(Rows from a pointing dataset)
● ● ●
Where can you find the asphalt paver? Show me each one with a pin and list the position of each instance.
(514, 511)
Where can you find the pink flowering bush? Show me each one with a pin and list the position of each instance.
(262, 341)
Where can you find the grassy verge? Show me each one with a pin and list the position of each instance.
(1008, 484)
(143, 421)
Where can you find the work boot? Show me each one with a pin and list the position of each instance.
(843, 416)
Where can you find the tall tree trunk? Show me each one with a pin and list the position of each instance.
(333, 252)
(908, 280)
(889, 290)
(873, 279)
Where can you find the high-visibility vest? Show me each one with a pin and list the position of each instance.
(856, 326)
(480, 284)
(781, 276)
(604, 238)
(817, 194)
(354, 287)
● ● ●
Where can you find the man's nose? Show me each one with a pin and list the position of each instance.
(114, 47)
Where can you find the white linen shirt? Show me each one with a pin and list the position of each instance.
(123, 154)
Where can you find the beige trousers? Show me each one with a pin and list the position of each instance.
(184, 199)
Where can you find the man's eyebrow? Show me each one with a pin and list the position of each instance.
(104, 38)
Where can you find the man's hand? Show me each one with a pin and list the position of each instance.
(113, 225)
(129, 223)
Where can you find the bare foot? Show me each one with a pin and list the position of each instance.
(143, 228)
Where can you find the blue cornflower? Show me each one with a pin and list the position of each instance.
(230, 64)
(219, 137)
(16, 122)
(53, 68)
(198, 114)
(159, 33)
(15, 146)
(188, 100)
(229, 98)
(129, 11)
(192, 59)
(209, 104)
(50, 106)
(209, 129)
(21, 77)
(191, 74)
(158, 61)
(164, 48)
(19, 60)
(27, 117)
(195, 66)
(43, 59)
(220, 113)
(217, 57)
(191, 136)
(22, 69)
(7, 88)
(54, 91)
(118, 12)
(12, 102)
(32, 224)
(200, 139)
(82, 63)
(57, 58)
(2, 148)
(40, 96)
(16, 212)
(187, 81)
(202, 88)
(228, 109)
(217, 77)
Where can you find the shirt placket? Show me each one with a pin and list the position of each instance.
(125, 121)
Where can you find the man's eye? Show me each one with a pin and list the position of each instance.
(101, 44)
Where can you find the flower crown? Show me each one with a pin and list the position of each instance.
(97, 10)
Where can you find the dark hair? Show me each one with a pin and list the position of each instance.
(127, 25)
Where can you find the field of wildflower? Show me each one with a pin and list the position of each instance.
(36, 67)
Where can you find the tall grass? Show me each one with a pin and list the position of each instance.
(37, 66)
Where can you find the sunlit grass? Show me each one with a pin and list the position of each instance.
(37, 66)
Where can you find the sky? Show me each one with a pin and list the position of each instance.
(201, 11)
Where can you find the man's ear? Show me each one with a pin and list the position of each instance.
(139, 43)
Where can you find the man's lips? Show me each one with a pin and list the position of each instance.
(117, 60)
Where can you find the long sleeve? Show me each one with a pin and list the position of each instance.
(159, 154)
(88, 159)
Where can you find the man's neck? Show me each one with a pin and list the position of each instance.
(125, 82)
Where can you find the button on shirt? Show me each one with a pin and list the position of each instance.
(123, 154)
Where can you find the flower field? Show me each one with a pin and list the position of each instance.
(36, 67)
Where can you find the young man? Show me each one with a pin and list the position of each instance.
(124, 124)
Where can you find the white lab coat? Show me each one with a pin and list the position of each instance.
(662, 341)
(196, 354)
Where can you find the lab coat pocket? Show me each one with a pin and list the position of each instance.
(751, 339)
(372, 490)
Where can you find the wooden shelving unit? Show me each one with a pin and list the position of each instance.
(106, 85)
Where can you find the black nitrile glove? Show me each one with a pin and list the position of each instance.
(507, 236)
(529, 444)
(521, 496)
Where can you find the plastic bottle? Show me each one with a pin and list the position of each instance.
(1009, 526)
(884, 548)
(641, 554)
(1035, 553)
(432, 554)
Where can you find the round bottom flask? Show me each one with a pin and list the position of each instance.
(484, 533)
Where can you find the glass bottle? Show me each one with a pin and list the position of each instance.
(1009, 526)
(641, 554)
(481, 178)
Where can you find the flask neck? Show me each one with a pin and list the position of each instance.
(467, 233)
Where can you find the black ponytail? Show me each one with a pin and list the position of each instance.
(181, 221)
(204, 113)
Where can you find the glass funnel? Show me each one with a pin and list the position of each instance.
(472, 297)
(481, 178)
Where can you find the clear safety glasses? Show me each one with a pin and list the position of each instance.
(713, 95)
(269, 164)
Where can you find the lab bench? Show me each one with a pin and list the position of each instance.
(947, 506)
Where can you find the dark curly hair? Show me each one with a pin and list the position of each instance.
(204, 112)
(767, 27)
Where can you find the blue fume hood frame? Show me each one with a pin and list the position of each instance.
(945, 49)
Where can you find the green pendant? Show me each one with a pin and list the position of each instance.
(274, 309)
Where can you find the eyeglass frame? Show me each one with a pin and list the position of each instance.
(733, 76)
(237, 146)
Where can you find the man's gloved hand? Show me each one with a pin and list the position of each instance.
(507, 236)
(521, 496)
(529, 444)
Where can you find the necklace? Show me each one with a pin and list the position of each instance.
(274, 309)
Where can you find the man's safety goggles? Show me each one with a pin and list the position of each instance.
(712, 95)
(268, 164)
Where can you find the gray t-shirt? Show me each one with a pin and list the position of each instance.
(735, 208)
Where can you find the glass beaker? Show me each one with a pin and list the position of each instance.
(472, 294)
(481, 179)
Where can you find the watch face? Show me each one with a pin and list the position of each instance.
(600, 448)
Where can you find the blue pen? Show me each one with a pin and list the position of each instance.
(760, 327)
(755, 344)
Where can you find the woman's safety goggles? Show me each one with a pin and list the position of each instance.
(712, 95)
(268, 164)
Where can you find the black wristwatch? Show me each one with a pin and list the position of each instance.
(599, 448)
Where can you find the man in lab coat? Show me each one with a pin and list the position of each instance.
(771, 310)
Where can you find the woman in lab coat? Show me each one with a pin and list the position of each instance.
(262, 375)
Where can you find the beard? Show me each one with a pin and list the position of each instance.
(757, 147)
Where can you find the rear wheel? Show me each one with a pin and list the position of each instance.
● ● ●
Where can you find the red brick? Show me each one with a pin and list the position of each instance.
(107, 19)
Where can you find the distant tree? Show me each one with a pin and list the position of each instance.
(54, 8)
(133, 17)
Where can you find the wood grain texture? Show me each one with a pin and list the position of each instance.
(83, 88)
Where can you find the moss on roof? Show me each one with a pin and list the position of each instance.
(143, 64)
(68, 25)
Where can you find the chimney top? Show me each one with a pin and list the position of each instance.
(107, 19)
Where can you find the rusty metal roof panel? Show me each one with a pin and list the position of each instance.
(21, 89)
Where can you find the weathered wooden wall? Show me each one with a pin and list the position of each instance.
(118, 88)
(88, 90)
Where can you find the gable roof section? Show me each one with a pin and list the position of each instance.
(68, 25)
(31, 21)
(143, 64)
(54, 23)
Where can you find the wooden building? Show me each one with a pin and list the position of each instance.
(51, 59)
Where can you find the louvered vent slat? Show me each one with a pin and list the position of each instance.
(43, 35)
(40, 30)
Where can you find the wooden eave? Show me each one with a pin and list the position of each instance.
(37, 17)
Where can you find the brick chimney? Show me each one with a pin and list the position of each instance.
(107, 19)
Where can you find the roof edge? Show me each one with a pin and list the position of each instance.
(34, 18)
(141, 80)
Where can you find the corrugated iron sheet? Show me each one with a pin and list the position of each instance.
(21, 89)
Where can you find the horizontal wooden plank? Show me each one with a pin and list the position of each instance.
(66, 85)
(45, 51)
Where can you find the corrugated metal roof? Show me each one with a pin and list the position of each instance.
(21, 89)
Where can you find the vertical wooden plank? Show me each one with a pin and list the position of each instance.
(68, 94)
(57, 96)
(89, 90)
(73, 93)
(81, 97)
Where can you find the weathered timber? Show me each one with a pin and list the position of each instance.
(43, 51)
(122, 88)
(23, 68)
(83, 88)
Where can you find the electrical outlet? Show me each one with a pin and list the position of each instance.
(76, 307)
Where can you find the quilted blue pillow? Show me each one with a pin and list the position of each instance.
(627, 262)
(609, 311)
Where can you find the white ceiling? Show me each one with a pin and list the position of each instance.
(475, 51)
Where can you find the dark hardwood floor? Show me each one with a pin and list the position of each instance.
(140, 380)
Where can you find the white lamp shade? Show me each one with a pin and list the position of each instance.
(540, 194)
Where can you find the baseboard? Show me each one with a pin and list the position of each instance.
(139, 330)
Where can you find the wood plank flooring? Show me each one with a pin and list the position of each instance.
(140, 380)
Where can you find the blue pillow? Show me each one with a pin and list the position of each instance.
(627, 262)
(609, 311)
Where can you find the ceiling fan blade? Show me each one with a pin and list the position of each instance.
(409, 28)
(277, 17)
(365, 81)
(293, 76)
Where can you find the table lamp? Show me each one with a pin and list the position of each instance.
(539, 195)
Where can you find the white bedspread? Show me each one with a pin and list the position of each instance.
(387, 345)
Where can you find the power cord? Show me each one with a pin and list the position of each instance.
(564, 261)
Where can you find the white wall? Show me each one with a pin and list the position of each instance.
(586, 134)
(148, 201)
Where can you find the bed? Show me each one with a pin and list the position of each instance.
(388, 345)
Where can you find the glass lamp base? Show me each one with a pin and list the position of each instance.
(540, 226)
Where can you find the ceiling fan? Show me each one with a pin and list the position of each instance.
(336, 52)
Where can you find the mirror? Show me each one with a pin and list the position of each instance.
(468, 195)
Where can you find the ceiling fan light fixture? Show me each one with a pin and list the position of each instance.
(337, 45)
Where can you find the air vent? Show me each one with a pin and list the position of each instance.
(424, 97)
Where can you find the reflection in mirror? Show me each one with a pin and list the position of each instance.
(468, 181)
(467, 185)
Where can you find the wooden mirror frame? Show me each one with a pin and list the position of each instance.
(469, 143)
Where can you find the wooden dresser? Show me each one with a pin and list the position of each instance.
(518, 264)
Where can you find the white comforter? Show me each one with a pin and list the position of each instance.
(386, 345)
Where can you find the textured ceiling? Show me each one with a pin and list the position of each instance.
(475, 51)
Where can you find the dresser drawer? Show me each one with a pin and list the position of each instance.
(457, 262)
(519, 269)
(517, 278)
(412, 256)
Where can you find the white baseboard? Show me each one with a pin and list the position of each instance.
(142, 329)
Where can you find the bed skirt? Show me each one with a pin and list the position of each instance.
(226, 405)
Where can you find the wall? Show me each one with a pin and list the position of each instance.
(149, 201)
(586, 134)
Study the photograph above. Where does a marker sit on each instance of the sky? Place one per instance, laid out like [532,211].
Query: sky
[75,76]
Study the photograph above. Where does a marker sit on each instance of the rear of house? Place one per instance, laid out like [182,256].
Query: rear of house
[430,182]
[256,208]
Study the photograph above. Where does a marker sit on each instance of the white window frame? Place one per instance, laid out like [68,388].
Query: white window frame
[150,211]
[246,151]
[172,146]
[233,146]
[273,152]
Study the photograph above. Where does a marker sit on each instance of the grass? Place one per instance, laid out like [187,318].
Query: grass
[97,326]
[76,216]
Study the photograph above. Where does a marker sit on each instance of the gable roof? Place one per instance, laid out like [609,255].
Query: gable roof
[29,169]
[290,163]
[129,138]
● ● ●
Given request
List every line in the items above that contains the string "metal", copying each line in full.

Complete output
Where can you find the rusty metal roof panel? Show me each one with a pin and list the position of each instance.
Where can you find the corrugated metal roof? Show me each one with a pin and list the position of each instance.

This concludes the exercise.